Records from a dataset:

________________________

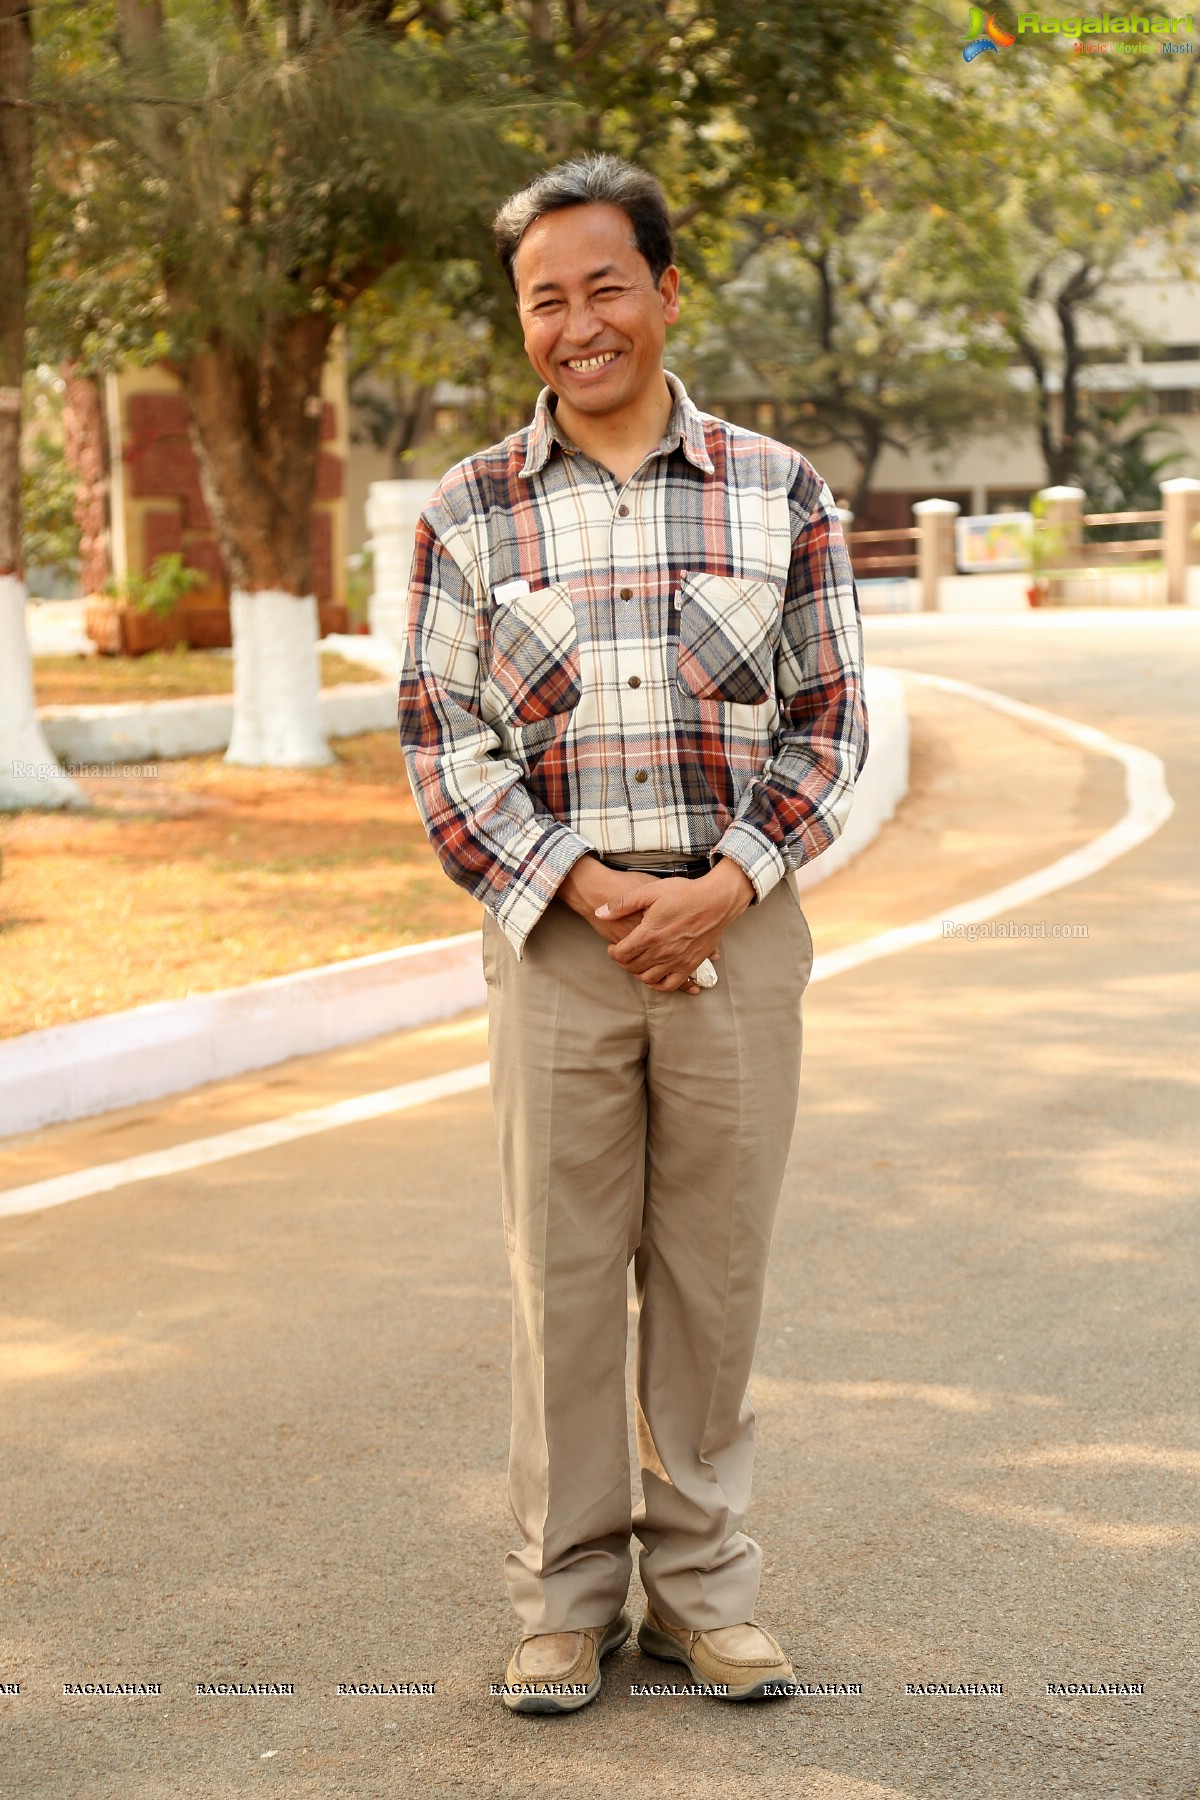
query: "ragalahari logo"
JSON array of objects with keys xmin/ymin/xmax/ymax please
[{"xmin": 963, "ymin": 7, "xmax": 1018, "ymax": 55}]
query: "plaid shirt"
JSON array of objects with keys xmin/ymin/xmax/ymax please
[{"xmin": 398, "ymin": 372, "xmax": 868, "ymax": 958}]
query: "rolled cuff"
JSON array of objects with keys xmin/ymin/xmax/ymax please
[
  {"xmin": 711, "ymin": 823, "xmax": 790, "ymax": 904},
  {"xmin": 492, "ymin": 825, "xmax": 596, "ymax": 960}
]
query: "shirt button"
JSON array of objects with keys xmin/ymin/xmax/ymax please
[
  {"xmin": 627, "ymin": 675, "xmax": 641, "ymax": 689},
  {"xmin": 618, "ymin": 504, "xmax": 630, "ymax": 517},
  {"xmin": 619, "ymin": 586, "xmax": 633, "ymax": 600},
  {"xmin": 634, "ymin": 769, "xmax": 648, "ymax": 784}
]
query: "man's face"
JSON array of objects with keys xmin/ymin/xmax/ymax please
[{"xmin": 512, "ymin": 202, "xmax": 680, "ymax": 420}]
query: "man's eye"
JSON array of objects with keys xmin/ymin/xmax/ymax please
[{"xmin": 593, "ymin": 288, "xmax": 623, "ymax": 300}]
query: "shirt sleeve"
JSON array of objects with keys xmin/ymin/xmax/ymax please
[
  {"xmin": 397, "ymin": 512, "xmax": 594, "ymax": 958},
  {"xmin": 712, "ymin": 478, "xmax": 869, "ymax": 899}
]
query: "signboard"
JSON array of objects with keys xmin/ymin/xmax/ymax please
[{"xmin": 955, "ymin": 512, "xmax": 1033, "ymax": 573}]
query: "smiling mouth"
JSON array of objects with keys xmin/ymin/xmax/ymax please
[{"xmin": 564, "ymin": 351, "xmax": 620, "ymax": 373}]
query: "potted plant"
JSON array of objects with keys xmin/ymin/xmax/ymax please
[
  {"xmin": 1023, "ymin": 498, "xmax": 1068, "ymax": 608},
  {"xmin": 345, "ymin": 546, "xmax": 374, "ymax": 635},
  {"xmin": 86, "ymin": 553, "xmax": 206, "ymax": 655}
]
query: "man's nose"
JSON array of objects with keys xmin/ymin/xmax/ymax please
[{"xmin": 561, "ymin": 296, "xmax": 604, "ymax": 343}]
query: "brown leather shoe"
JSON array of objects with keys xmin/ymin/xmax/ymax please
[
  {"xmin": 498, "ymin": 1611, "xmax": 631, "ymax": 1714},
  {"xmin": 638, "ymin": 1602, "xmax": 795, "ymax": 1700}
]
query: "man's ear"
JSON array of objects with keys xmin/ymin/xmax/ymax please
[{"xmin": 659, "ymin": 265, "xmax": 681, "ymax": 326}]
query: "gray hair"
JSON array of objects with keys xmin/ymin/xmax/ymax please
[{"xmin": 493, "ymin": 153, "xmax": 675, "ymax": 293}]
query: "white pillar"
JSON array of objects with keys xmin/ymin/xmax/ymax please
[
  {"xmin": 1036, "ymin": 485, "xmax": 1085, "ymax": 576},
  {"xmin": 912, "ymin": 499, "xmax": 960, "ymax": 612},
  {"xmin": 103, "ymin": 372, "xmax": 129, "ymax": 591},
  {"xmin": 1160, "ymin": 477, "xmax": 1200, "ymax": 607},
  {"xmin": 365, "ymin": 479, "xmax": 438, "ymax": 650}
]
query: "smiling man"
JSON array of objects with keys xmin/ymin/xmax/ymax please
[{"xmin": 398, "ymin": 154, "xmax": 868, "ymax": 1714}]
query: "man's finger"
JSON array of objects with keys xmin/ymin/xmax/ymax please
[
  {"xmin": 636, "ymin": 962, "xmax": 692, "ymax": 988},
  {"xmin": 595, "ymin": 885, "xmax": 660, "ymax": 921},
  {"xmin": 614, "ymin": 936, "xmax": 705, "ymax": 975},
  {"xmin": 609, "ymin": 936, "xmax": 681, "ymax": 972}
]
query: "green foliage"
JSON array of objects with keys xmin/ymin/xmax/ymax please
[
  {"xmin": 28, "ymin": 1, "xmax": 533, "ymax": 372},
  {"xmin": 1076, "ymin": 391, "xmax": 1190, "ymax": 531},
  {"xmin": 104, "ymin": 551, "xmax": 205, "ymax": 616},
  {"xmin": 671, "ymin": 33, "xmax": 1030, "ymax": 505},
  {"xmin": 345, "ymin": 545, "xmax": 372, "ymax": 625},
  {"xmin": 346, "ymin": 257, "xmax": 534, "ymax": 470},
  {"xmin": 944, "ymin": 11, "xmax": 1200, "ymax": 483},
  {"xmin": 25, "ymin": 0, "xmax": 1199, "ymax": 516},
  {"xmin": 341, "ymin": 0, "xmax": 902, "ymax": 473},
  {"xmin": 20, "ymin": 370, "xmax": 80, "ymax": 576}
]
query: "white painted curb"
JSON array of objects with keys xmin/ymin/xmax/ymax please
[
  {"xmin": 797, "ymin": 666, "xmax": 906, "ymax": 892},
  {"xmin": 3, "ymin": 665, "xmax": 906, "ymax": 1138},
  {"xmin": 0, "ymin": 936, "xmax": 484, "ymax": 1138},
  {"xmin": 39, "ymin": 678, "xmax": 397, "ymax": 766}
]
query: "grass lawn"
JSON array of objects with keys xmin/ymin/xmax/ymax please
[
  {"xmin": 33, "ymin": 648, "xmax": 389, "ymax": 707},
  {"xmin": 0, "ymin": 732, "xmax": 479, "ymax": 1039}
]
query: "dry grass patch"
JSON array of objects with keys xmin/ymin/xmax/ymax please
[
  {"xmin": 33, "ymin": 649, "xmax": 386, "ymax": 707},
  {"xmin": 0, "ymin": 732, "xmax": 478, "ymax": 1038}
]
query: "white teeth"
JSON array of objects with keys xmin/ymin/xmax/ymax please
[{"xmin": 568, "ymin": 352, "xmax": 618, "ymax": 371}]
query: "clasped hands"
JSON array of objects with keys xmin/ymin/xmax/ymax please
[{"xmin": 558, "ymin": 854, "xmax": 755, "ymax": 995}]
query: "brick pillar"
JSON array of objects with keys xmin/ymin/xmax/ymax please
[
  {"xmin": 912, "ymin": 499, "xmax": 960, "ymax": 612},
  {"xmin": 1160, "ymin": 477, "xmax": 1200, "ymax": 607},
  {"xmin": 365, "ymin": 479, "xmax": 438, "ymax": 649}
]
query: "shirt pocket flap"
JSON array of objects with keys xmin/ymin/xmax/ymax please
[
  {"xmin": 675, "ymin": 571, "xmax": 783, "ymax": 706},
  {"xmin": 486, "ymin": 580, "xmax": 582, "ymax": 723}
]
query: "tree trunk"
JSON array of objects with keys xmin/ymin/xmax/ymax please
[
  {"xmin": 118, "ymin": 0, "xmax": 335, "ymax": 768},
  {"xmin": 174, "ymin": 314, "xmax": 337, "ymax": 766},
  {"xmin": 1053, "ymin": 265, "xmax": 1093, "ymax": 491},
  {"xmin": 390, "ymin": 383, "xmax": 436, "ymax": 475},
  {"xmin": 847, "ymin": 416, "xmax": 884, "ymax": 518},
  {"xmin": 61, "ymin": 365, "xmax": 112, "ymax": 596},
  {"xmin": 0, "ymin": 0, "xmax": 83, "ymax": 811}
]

________________________

### INSTRUCTIONS FOR THE TASK
Search the data above for lines holding "white" and copy each of them.

### FINISHED TASK
query: "white pillar"
query: "white painted curb"
query: "white teeth"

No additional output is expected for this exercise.